◆ **WHAT YOU NEED TO DO**: Reproduce every entry that follows word for word, but omit the images.

◆ **RECORDED INFORMATION**:
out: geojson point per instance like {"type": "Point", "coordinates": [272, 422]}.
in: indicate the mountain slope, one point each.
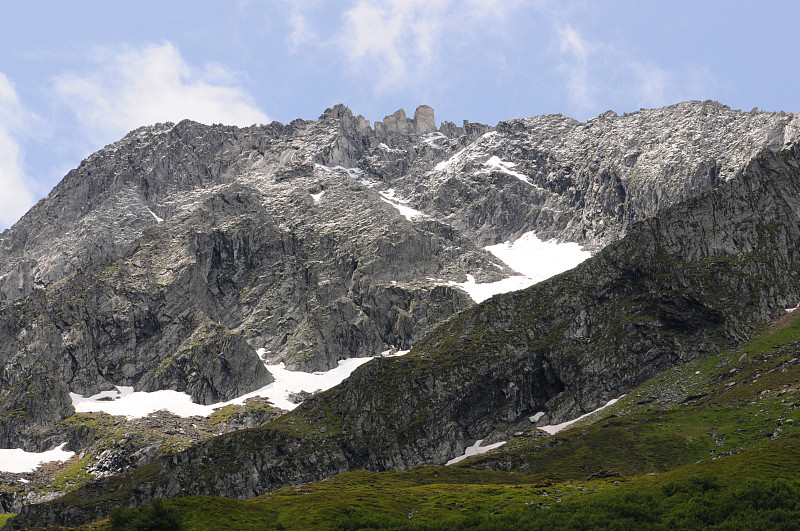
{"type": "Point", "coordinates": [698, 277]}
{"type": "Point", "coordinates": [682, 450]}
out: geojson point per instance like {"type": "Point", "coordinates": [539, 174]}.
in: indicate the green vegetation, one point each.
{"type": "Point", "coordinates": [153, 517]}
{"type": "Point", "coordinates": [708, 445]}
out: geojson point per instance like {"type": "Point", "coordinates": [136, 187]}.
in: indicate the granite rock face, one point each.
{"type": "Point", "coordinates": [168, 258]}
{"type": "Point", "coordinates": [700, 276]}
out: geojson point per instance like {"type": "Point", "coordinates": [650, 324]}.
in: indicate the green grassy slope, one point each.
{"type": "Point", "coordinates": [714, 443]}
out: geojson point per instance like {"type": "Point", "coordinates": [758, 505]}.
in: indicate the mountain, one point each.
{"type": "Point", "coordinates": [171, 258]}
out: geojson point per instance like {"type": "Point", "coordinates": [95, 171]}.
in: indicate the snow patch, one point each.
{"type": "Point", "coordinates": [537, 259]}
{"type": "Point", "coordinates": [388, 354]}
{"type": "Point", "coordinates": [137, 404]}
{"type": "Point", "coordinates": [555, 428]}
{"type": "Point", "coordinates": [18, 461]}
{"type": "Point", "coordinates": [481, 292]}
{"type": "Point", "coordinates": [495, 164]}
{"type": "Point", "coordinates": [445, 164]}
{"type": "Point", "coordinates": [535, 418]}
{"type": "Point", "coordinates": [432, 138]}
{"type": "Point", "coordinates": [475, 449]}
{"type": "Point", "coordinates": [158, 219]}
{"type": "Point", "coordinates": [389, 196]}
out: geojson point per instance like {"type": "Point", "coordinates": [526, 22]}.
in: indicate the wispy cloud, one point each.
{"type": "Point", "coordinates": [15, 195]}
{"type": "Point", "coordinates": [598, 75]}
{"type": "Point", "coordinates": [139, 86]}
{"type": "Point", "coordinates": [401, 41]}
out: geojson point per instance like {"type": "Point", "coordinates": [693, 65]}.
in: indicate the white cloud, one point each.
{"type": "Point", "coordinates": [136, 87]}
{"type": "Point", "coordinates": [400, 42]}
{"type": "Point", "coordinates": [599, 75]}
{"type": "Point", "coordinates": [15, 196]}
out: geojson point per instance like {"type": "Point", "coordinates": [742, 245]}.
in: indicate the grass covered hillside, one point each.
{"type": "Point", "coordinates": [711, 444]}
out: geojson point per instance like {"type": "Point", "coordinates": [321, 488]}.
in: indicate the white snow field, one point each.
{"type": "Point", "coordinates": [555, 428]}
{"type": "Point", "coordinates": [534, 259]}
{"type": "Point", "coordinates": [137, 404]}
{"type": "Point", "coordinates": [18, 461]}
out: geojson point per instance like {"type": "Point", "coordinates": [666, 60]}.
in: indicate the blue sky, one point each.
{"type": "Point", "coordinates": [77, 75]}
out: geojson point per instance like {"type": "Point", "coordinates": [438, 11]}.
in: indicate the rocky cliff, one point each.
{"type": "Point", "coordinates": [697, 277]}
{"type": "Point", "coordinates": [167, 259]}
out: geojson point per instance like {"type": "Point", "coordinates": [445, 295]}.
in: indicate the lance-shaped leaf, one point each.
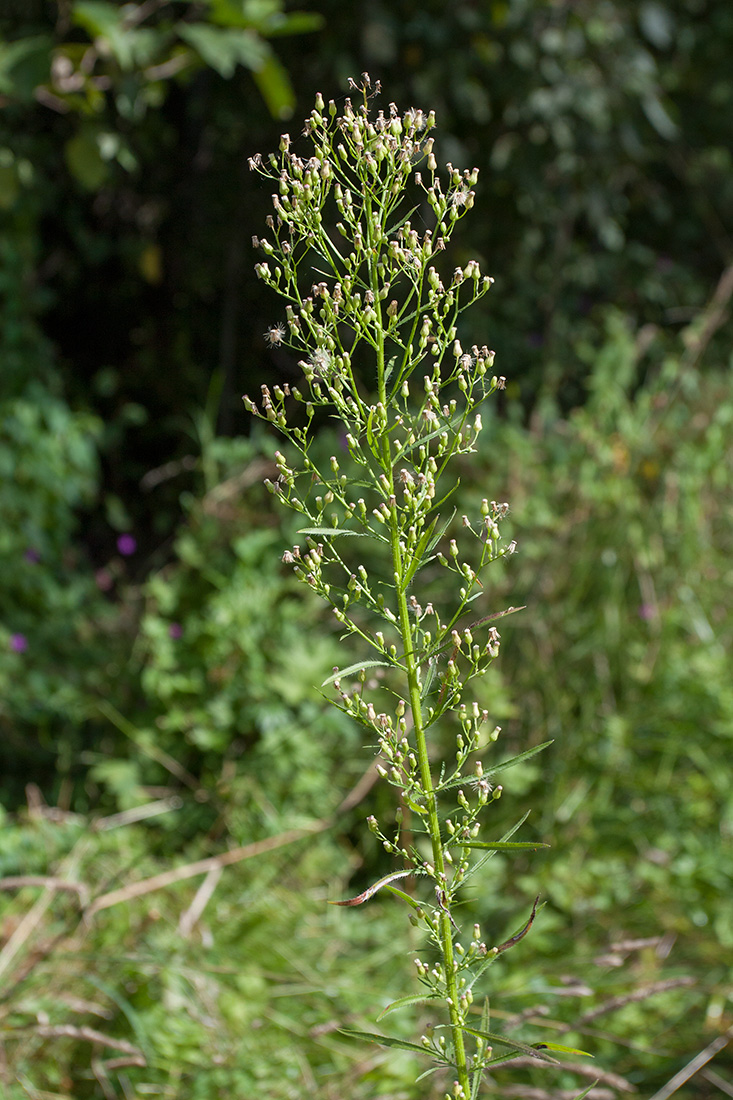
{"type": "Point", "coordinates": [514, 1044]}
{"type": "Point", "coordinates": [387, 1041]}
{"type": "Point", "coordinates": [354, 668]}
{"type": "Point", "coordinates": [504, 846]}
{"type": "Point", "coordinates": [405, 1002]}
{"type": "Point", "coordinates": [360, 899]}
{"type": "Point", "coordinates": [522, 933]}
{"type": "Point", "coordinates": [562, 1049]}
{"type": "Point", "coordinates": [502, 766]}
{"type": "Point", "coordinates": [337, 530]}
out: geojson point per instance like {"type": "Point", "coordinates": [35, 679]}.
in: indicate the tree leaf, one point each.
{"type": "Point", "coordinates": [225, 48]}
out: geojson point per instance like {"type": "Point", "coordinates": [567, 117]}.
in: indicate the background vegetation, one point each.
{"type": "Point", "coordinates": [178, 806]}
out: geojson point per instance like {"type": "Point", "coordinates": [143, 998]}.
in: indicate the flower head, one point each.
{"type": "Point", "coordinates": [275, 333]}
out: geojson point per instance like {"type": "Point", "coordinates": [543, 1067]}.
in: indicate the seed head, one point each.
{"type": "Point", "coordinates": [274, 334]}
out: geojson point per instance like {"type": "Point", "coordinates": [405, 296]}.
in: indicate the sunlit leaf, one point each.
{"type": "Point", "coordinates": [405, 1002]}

◆ **COMPLETE OUTPUT**:
out: geojson point per instance like {"type": "Point", "coordinates": [272, 422]}.
in: indicate the mountain slope, one point each.
{"type": "Point", "coordinates": [698, 277]}
{"type": "Point", "coordinates": [682, 450]}
out: geojson point per instance like {"type": "Point", "coordinates": [539, 174]}.
in: indicate the green vegetation, one point each.
{"type": "Point", "coordinates": [153, 517]}
{"type": "Point", "coordinates": [708, 445]}
out: geojson point per instance like {"type": "Point", "coordinates": [136, 187]}.
in: indicate the granite rock face, one point each.
{"type": "Point", "coordinates": [168, 258]}
{"type": "Point", "coordinates": [700, 276]}
out: geojson point per instance like {"type": "Point", "coordinates": [650, 324]}.
in: indicate the green grassy slope, one point each.
{"type": "Point", "coordinates": [714, 443]}
out: geojson point per instance like {"type": "Point", "coordinates": [758, 505]}.
in: indicate the mountain, one point each.
{"type": "Point", "coordinates": [171, 258]}
out: geojson point per instance like {"type": "Point", "coordinates": [95, 171]}.
in: indicate the snow patch, one point each.
{"type": "Point", "coordinates": [537, 259]}
{"type": "Point", "coordinates": [388, 354]}
{"type": "Point", "coordinates": [137, 404]}
{"type": "Point", "coordinates": [555, 428]}
{"type": "Point", "coordinates": [18, 461]}
{"type": "Point", "coordinates": [481, 292]}
{"type": "Point", "coordinates": [495, 164]}
{"type": "Point", "coordinates": [445, 164]}
{"type": "Point", "coordinates": [535, 418]}
{"type": "Point", "coordinates": [432, 138]}
{"type": "Point", "coordinates": [475, 449]}
{"type": "Point", "coordinates": [158, 219]}
{"type": "Point", "coordinates": [389, 196]}
out: geojson point per instance like {"type": "Point", "coordinates": [526, 22]}.
in: indicate the wispy cloud, one point each.
{"type": "Point", "coordinates": [15, 195]}
{"type": "Point", "coordinates": [598, 75]}
{"type": "Point", "coordinates": [139, 86]}
{"type": "Point", "coordinates": [401, 41]}
out: geojson point per instance like {"type": "Point", "coordinates": [693, 65]}.
in: indicate the white cloud, one point each.
{"type": "Point", "coordinates": [136, 87]}
{"type": "Point", "coordinates": [400, 42]}
{"type": "Point", "coordinates": [599, 75]}
{"type": "Point", "coordinates": [15, 196]}
out: geojson point per instance like {"type": "Point", "coordinates": [742, 245]}.
in: indicate the grass covered hillside, one point each.
{"type": "Point", "coordinates": [711, 444]}
out: geojson point per instance like {"type": "Point", "coordinates": [321, 488]}.
in: indicate the white snow field, one point each.
{"type": "Point", "coordinates": [555, 428]}
{"type": "Point", "coordinates": [534, 259]}
{"type": "Point", "coordinates": [137, 404]}
{"type": "Point", "coordinates": [18, 461]}
out: geojson point per instance like {"type": "Point", "coordinates": [666, 60]}.
in: indicate the blue sky, one point each.
{"type": "Point", "coordinates": [77, 75]}
out: geojson point per instance like {"type": "Point", "coordinates": [438, 11]}.
in: indicate the rocky cliff, one point each.
{"type": "Point", "coordinates": [697, 277]}
{"type": "Point", "coordinates": [167, 259]}
out: geojson point per instance like {"type": "Point", "coordinates": [445, 295]}.
in: indicate the lance-shaped leaf, one point each.
{"type": "Point", "coordinates": [514, 1044]}
{"type": "Point", "coordinates": [387, 1041]}
{"type": "Point", "coordinates": [354, 668]}
{"type": "Point", "coordinates": [504, 846]}
{"type": "Point", "coordinates": [405, 1002]}
{"type": "Point", "coordinates": [360, 899]}
{"type": "Point", "coordinates": [522, 933]}
{"type": "Point", "coordinates": [562, 1049]}
{"type": "Point", "coordinates": [502, 766]}
{"type": "Point", "coordinates": [337, 530]}
out: geojson point per instance like {"type": "Point", "coordinates": [35, 679]}.
in: indicate the tree leaf, one point each.
{"type": "Point", "coordinates": [225, 48]}
out: geojson point per instance like {"type": "Point", "coordinates": [567, 117]}.
in: indicate the background vegetation, one point each.
{"type": "Point", "coordinates": [178, 806]}
out: geojson point per instance like {"type": "Point", "coordinates": [143, 998]}.
in: indicate the flower head, one point each.
{"type": "Point", "coordinates": [275, 333]}
out: geojson point per instance like {"type": "Point", "coordinates": [543, 1067]}.
in: indicate the seed head, one point each.
{"type": "Point", "coordinates": [274, 334]}
out: geojson point per instance like {"type": "Point", "coordinates": [405, 296]}.
in: indicate the sunlit leaf, one point each.
{"type": "Point", "coordinates": [405, 1002]}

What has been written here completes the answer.